DOCUMENT TEXT:
====

HSBC marketing boss: Coronavirus is a real reset moment for marketing

The bank’s global head of marketing, Leanne Cutts, doesn’t believe marketing will go back to how it was before the Covid-19 pandemic and nor does she want it to.

HSBC’s global head of marketing, Leanne Cutts, does not believe marketing will pivot back to how it was before coronavirus, but believes the pandemic offers a real opportunity for change in terms of ways of working, brand building and engagement with customers.

Speaking at Cannes Lions Live yesterday (22 June), Cutts said she believes Covid-19 offers a “real reset moment” for the industry. That is not to say she believes marketing as a discipline will change forever, as some have said, but that this is an opportunity to “amplify” what marketing does well.

“This is a real reset moment for our role as marketers, as guardians of our brands, for our teams, for our organisations. It is going to be fascinating to be at the centre of all that and lead that change in our organisations,” she explained.

“We want to have stronger brands, to be useful and relevant to our customers, to foster creativity, deepen customer relationships, contribute to the communities that we serve. I want to take this as an opportunity for the marketing community to amplify what they do well, to be helpful and useful and relevant for the communities they serve.”

====

DATA:
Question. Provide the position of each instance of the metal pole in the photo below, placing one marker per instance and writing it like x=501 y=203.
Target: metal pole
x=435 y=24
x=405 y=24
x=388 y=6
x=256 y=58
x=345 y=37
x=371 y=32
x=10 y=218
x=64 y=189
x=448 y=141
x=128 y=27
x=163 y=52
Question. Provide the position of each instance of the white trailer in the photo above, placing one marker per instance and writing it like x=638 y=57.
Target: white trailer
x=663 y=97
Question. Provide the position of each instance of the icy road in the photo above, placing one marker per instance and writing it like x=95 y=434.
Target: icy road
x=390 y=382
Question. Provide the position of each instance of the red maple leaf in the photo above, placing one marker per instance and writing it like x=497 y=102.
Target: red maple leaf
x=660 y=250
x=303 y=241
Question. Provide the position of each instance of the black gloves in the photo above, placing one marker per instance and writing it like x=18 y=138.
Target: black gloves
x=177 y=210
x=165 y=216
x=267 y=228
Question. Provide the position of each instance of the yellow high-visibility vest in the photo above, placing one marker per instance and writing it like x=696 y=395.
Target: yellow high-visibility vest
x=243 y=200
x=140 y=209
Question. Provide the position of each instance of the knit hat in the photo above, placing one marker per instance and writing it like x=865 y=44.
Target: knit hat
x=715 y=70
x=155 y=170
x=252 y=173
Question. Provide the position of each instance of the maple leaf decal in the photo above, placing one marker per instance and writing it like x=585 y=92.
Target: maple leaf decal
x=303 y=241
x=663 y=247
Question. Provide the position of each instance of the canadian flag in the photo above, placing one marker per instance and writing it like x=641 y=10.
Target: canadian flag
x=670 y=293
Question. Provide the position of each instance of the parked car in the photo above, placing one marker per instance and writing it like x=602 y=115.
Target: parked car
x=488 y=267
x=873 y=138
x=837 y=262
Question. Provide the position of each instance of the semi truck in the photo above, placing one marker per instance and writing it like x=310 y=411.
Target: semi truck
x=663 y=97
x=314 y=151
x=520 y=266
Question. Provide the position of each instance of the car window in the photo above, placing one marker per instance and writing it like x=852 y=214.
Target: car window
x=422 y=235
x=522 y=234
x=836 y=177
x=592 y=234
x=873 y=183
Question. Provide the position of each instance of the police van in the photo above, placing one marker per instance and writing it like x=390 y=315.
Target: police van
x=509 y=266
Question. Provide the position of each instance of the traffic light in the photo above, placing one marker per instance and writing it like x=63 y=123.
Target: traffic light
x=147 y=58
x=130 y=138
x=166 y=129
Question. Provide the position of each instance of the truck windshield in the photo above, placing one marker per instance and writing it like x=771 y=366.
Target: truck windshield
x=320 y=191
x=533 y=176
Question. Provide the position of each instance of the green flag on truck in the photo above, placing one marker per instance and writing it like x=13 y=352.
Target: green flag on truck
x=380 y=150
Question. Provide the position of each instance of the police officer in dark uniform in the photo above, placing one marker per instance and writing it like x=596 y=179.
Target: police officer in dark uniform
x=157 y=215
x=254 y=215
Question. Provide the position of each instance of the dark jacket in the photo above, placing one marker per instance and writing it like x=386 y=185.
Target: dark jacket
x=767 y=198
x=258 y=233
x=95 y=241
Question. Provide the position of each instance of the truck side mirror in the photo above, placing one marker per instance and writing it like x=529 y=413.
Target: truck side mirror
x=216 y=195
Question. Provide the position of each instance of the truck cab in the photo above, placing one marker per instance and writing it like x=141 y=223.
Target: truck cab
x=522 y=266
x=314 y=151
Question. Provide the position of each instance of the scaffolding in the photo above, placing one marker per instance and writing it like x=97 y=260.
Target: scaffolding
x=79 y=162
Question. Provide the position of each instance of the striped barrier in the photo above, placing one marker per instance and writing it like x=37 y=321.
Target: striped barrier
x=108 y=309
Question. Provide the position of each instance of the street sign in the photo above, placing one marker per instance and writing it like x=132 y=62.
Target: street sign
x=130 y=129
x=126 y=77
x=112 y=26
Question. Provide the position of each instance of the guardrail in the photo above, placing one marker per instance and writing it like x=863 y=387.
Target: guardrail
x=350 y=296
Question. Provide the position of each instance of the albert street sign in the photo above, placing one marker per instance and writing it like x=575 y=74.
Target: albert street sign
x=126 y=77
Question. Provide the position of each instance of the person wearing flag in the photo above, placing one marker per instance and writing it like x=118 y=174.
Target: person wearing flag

====

EXERCISE TASKS:
**a)** Reproduce the HSBC marketing article word for word, starting at "HSBC marketing boss: Coronavirus" and ending at "engagement with customers.".
**b)** Answer these questions using the HSBC marketing article:
(i) What is Leanne Cutts's role at HSBC?
(ii) At what event did Cutts speak?
(iii) What does Cutts want the marketing community to amplify?
**c)** Extend the HSBC marketing article, picking up right after its final sentence.

RESPONSES IN ORDER:
**a)**
HSBC marketing boss: Coronavirus is a real reset moment for marketing

The bank’s global head of marketing, Leanne Cutts, doesn’t believe marketing will go back to how it was before the Covid-19 pandemic and nor does she want it to.

HSBC’s global head of marketing, Leanne Cutts, does not believe marketing will pivot back to how it was before coronavirus, but believes the pandemic offers a real opportunity for change in terms of ways of working, brand building and engagement with customers.

**b)**
(i) Global head of marketing.
(ii) Cannes Lions Live.
(iii) What they do well.

**c)**
For example, Cutts points to how coronavirus has shown HSBC that it can pivot quickly and work much faster than it previously thought. She points to major changes including the move to staff working from home, implementation of mortgage payment holidays, and phone calls staff have made to vulnerable customers as ways HSBC has reacted quickly to changing customer circumstances.

“We have done more digital and virtual engagement with customers in the past three months than in the past three years. Processes that needed to be done in person – like signing for something – can now be done online,” she said. “We know we can change much faster and that is something we want to keep.”

She added: “We have been able to scale and amplify things in a way we would never have thought possible before.”

We want to make sure we have enough fuel in the tank as we come out through the crisis.

Leanne Cutts, HSBC

Part of the reason Cutts believes HSBC has been able to adapt so quickly is its business transformation programme, which over the past three years has seen the company move to more agile ways of working. The company has put staff through training to “re-engineer” the way it works, so it does a lot more test and learning rather than making big commitments and then “crossing our fingers and hoping”, she said.

“We wanted to avoid so many of the ‘ta-da moments’ where something is totally finished before it is shared with anybody, but if there are issues we have to go back and do rework. This has allowed us to be much more reactive and efficient,” she explained.

“I don’t think we would have been as fast or such high quality if we hadn’t had that experience of re-engineering our workflows and our work patterns over the past 12 months and moving to a more agile way of working. Because we had those in place we could very quickly assemble globally diverse teams with one common goal and move to a positive outcome at a really incredible pace.”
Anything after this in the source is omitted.